### Page extract
========

Metadata-Version: 2.4
Name: kondo-gate
Version: 0.1.0
Summary: Kondo Gate: Selective backward-pass gating for policy gradient training
Author: Shaw Walters
License-Expression: MIT
Project-URL: Repository, https://github.com/lalalune/kondo-gate
Keywords: reinforcement-learning,policy-gradient,gating,pytorch,transformers
Classifier: Development Status :: 3 - Alpha
Classifier: Intended Audience :: Science/Research
Classifier: Programming Language :: Python :: 3
Classifier: Programming Language :: Python :: 3.9
Classifier: Programming Language :: Python :: 3.10
Classifier: Programming Language :: Python :: 3.11
Classifier: Programming Language :: Python :: 3.12
Classifier: Programming Language :: Python :: 3.13
Classifier: Topic :: Scientific/Engineering :: Artificial Intelligence
Requires-Python: >=3.9
Description-Content-Type: text/markdown
License-File: LICENSE
Requires-Dist: torch>=2.0
Provides-Extra: transformers
Requires-Dist: transformers>=4.30; extra == "transformers"
Provides-Extra: dev
Requires-Dist: pytest>=7.0; extra == "dev"
Requires-Dist: transformers>=4.30; extra == "dev"
Dynamic: license-file

# Kondo Gate

Selective backward-pass gating for policy gradient training. A standalone PyTorch implementation compatible with HuggingFace Transformers.

========

### Task requirements
Pick up the Kondo Gate package description after its last sentence and keep writing it in the same style.

### Stored items

========

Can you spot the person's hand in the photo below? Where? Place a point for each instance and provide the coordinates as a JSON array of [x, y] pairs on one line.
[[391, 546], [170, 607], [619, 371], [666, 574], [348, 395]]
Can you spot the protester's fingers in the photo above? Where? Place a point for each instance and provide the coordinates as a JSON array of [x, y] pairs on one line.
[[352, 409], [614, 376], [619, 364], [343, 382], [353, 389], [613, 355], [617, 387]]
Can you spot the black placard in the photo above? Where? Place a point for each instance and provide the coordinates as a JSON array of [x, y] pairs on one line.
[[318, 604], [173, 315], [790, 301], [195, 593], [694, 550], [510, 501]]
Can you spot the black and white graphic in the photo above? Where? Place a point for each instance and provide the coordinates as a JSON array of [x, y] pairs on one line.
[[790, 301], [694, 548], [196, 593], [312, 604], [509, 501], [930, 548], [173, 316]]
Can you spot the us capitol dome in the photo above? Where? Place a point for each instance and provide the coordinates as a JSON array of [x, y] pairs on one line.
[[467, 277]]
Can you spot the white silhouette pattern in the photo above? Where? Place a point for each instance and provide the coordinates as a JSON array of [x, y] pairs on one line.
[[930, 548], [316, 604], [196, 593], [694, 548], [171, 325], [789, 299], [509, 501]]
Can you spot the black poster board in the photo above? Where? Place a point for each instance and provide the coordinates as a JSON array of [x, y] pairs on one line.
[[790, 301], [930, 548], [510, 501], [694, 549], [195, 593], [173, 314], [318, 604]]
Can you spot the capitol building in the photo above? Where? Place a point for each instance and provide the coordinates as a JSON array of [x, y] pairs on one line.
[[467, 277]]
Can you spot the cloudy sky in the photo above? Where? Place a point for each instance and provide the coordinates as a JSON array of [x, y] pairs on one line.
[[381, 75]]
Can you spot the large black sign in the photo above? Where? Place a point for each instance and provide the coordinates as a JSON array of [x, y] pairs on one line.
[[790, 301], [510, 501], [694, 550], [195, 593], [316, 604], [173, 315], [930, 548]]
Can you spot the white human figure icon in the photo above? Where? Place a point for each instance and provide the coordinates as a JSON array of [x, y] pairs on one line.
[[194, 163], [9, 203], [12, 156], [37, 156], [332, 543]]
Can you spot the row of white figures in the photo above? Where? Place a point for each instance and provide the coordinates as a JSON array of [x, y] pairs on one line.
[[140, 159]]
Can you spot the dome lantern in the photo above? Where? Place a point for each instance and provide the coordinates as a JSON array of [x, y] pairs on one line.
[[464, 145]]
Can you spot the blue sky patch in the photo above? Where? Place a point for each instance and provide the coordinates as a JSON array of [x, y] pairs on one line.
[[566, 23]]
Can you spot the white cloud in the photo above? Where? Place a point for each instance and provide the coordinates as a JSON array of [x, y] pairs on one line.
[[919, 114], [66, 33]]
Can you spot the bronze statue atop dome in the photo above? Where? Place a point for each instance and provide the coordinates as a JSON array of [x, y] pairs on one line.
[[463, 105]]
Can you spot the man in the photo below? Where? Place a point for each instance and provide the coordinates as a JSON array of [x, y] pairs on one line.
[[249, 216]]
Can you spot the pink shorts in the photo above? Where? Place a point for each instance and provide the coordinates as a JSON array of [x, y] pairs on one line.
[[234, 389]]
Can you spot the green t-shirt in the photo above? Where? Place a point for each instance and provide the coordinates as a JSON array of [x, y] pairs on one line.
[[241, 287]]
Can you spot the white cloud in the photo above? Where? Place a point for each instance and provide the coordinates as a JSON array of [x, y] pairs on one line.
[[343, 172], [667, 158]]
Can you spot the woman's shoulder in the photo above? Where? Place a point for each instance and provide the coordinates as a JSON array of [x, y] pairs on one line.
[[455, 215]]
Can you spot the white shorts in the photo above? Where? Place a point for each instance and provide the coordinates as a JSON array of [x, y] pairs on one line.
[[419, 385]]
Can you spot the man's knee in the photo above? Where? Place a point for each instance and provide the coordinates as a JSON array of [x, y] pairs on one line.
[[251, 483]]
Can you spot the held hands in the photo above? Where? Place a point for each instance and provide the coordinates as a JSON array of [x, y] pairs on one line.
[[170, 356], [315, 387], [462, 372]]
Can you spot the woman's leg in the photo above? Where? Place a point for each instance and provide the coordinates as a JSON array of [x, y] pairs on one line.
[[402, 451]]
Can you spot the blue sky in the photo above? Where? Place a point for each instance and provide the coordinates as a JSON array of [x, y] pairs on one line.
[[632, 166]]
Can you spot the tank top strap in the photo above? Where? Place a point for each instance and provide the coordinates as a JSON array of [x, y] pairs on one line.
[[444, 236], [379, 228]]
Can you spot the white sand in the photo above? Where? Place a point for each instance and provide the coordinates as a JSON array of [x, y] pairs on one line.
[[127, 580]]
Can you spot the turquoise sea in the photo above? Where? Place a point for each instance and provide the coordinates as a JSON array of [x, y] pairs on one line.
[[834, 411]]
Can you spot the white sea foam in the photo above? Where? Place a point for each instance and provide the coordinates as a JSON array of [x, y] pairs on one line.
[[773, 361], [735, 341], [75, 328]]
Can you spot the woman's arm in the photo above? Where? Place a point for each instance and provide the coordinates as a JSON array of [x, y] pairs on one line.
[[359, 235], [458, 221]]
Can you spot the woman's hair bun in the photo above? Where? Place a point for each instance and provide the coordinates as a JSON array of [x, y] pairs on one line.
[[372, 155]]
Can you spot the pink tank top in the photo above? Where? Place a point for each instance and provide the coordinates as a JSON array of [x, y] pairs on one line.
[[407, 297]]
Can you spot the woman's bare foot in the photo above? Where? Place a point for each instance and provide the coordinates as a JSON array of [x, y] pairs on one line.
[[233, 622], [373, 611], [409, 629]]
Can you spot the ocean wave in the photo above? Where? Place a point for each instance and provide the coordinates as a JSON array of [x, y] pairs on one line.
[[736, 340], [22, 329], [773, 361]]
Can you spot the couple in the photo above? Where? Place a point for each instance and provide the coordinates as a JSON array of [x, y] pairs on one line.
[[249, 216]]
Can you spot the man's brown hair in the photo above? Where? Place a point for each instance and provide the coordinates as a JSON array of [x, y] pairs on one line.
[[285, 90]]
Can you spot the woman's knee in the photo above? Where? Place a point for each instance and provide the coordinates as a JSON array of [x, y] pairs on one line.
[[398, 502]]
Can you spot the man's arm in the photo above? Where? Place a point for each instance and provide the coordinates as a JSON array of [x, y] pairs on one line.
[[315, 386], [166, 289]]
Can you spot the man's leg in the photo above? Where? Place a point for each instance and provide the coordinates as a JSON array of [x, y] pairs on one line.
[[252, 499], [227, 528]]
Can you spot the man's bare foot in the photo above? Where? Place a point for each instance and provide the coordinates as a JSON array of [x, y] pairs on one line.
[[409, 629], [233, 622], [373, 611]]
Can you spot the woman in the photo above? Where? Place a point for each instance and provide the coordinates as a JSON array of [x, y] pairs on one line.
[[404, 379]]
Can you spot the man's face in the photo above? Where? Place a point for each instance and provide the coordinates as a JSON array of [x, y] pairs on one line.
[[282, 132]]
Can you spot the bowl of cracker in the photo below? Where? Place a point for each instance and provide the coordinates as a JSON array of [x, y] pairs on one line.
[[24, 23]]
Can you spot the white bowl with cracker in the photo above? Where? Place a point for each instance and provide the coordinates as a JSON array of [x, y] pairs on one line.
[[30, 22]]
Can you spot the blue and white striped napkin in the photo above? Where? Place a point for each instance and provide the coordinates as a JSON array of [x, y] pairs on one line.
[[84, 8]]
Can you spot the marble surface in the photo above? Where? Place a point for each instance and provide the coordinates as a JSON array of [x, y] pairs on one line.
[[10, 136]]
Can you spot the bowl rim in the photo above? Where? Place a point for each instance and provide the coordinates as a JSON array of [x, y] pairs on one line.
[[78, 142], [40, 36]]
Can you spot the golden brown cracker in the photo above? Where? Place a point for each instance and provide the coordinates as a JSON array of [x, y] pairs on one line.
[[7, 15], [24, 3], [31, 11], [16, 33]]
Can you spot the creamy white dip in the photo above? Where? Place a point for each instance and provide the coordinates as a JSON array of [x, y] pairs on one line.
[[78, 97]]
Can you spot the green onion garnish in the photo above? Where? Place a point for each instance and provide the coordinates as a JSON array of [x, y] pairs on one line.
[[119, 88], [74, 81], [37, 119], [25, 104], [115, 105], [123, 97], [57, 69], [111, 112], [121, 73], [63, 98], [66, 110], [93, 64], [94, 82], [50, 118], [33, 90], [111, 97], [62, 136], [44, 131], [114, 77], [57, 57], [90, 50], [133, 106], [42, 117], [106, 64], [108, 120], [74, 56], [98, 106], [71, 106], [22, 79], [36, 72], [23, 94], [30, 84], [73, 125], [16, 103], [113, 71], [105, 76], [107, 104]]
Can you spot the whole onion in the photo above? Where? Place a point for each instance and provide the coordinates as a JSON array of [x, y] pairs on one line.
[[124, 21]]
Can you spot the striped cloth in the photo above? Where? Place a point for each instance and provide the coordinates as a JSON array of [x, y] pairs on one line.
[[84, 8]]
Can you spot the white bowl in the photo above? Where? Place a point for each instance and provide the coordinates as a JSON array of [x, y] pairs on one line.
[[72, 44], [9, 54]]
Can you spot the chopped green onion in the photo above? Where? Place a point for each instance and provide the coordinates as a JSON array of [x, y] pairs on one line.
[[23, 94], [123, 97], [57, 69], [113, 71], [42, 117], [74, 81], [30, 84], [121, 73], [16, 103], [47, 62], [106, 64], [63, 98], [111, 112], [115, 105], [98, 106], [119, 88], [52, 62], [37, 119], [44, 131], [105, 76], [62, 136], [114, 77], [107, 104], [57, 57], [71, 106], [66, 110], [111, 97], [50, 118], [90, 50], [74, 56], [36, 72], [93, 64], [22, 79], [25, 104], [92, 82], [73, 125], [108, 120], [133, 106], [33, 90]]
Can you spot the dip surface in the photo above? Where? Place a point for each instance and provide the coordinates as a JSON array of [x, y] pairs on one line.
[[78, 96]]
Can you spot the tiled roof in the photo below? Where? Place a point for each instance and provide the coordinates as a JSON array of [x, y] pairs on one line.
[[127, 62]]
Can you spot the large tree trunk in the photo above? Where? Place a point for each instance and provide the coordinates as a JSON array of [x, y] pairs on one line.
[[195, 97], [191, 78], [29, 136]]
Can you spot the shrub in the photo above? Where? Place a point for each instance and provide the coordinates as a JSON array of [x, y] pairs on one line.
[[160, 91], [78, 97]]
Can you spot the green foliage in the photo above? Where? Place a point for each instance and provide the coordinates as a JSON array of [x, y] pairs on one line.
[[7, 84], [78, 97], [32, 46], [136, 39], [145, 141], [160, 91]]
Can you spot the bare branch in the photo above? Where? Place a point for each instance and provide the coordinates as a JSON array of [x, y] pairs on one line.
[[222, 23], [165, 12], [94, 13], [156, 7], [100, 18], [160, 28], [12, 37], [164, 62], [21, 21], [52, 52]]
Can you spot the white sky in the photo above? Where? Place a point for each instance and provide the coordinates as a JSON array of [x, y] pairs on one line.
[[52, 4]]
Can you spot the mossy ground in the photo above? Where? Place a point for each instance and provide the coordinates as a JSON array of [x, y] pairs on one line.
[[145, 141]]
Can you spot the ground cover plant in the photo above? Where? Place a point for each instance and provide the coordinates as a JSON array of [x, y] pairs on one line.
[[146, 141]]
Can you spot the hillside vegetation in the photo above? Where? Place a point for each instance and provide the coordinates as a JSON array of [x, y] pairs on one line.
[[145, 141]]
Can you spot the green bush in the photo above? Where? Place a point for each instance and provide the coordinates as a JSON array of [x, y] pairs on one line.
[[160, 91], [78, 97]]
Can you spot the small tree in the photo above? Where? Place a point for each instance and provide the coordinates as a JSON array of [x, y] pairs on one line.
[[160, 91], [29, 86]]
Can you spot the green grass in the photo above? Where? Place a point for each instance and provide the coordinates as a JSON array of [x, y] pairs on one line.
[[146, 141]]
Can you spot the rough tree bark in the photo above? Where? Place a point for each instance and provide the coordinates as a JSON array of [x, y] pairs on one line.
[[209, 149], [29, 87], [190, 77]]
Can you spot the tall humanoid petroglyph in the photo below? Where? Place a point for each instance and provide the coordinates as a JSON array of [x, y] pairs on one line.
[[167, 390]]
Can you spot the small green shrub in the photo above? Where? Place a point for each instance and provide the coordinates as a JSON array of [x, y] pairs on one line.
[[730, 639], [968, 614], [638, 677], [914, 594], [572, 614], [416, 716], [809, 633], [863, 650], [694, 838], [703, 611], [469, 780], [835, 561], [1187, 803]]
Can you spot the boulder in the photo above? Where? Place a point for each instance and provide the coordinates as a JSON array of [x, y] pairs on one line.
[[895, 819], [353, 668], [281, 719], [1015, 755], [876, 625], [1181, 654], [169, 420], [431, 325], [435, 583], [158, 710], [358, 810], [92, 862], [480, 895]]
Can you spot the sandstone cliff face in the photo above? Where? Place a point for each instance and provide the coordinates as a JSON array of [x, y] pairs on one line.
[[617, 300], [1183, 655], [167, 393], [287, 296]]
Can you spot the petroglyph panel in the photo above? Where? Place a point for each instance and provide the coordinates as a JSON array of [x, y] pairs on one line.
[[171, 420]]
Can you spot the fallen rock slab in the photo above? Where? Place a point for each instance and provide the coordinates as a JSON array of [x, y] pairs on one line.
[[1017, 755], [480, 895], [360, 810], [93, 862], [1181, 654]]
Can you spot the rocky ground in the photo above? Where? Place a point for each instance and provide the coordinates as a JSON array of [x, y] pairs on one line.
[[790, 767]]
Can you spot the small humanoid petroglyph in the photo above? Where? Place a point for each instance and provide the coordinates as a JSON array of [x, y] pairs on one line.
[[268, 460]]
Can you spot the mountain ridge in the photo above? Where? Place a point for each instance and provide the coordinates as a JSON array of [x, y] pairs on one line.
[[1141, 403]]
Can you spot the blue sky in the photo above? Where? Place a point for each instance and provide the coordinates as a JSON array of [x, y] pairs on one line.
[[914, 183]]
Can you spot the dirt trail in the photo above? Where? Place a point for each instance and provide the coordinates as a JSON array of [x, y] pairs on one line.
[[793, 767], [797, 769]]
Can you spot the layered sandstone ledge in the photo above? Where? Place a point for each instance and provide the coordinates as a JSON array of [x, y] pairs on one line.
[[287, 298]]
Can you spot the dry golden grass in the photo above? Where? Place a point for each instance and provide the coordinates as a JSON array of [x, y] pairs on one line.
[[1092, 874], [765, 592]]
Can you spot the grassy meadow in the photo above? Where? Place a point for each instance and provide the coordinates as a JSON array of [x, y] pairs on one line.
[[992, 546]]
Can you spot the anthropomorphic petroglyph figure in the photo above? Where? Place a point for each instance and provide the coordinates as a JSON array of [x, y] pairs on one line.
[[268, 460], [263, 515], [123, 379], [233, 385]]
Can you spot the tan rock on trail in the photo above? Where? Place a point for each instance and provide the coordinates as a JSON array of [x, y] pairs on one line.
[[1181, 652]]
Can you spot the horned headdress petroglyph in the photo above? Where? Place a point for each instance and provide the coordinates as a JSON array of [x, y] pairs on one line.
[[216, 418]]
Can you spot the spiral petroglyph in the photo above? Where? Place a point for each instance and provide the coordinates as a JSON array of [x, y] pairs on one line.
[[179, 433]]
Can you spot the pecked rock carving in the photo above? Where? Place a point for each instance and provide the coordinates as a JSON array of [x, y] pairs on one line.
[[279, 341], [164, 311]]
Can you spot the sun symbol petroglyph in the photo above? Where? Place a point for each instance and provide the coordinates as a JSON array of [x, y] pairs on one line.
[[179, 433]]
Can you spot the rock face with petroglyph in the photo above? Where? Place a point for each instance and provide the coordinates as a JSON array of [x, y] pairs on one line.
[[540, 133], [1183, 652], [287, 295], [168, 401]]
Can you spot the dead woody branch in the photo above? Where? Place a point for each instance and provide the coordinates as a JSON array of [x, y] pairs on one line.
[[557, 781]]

========

### The output
Based on [arXiv:2603.20526](https://arxiv.org/abs/2603.20526) — *Delightful Policy Gradients with Kondo Gating*.

## What it does

The Kondo gate computes **delight** for each training sample — the product of advantage and surprisal — then skips backward passes for low-value samples. This preserves learning quality while dramatically reducing compute.

| Method | Weights gradient by | Backward passes per batch |
|--------|---------------------|---------------------------|
| **PG** | Advantage only | All B |
| **DG** | sigmoid(delight) | All B |
| **DG-K** | Top-k by delight | ~rho x B |

At 3% gate rate, that means ~3 backward passes out of 100 — and it still matches or beats full DG.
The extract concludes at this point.